● Extracted text
■ ■ ■ ■ ■ ■ ■
“They molested me while I was sleeping on the streets.”
The reality that eight out of 10 Filipino children experience physical, verbal and sexual violence, mostly in places where they expect to be protected such as the home and school, remains a serious concern, prompting a group of children to seek government help.
“Do something about it now,” the group implored President Rodrigo Duterte in a manifesto issued at the end of a consultation on April 7, where findings of the National Baseline Study on Violence against Children in the Philippines were presented to them.
The study, completed in 2016, notes a culture of silence around issues of violence against children and lack of support for those who want to tell adults about their experience.
"The survey represents what children and young people experience in the home, school and community; there is corporal punishment, physical and sexual abuse, discrimination and bullying," said the group of 15 children aged nine to 17.
Members of the group are from schools in the National Capital Region, Visayas and Mindanao, who are among the regular spokespersons on children’s issues trained by organizations such as UNICEF, the Council for the Welfare of Children (CWC), and ChildFund Philippines, which organized the consultation.
Ruth Limson-Marayag, planning officer of CWC, who presented the survey results to the group, said while the CWC and other organizations continue to empower children, there is a lack of support for children who want to tell adults and persons responsible for them about their experiences of violence.
"Because of the lack of support and services for children, they are reluctant to speak beyond telling their fellow children or friends," she said.
The CWC completed the five-year study in 2016 in partnership with UNICEF, and results were presented to the public that year. The study found that violence is experienced by eight out of 10 children mostly in their homes, and also in their schools.
Inputs from the children's consultation will be incorporated in the Philippine Plan of Action to End Violence against Children to be launched next month by the same organizations that will ask government and non-government agencies working for children to come up with their own commitments to action.
In their manifesto, the children asked Congress to pass the bill on positive discipline, for government to strengthen and make functional the barangay council for the protection of children (BCPC), implement and monitor child protection policies in schools, install a reporting and referral mechanism and establish facilities for children who experience violence.
"Kami po ay nananawagan sa pamahalaan na huwag ibaba ang age of criminal responsibility," the children also stated in their manifesto, referring to the move of Duterte and his political allies to support a bill that would lower the age of criminal responsibility from 15 to 9. Instead of supporting this move, the children said the government should strengthen the campaign and advocacy to prevent violence against children (VAC).
The Positive Discipline of Children Act of 2017 that prohibits all forms of corporal or humiliating or degrading punishment on children and promoting positive or non-violent forms of discipline is pending approval in the Senate.
■ ■ ■ ■ ■ ■ ■
(Location labeling entries)

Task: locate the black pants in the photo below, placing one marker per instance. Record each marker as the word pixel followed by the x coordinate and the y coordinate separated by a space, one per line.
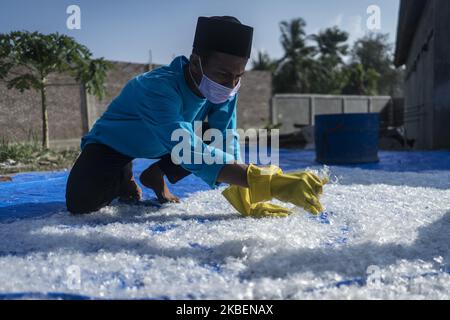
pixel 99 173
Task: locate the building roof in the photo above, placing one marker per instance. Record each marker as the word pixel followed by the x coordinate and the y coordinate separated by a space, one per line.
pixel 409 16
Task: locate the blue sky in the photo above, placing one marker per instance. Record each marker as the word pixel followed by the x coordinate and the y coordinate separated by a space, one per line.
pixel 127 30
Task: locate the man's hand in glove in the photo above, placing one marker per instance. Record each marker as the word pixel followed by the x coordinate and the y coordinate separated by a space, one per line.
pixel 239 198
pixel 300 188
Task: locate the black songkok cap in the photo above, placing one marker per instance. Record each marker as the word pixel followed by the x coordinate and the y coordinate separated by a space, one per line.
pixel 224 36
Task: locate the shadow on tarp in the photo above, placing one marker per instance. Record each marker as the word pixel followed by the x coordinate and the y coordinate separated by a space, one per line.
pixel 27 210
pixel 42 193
■ ■ ■ ■ ■ ■ ■
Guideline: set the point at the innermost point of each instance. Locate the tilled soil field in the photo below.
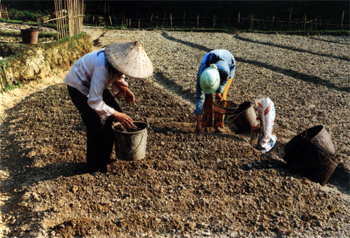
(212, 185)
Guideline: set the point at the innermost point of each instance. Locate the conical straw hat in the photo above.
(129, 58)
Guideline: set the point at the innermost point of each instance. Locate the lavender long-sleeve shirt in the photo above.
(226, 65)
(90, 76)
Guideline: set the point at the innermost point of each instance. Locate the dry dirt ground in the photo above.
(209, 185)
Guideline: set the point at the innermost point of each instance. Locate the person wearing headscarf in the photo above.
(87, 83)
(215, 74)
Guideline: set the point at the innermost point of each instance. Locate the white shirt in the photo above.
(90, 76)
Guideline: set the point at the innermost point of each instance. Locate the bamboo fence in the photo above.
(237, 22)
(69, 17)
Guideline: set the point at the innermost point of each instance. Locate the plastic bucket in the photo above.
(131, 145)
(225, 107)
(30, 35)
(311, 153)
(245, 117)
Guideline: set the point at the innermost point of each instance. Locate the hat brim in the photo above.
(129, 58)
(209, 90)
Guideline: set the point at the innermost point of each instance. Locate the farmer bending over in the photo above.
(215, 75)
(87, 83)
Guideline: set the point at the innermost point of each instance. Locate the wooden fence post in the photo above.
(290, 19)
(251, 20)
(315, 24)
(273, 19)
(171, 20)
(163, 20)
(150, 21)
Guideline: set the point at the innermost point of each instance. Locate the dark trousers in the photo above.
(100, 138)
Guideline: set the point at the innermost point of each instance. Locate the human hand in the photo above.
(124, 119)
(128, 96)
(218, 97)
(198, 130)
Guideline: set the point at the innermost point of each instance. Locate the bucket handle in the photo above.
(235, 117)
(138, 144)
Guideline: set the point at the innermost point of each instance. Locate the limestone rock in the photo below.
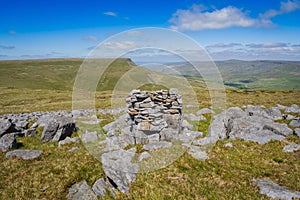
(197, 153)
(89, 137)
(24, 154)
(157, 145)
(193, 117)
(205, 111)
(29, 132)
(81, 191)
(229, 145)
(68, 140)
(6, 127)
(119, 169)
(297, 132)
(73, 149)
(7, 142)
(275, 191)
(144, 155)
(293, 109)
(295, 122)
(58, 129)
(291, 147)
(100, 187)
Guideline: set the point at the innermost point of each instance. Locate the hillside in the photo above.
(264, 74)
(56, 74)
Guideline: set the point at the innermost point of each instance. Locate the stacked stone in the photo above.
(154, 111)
■ ■ ■ ■ ■ ■ ■
● Written problem 1
From the article on violence against children, extract word for word the part that begins with the words containing "The Positive Discipline" and ends with "in the Senate.".
● Written problem 2
Count the lines of the entries that contain the string "bucket", treating uppercase and lowercase as different, and give only the number.

● Final answer 1
The Positive Discipline of Children Act of 2017 that prohibits all forms of corporal or humiliating or degrading punishment on children and promoting positive or non-violent forms of discipline is pending approval in the Senate.

● Final answer 2
2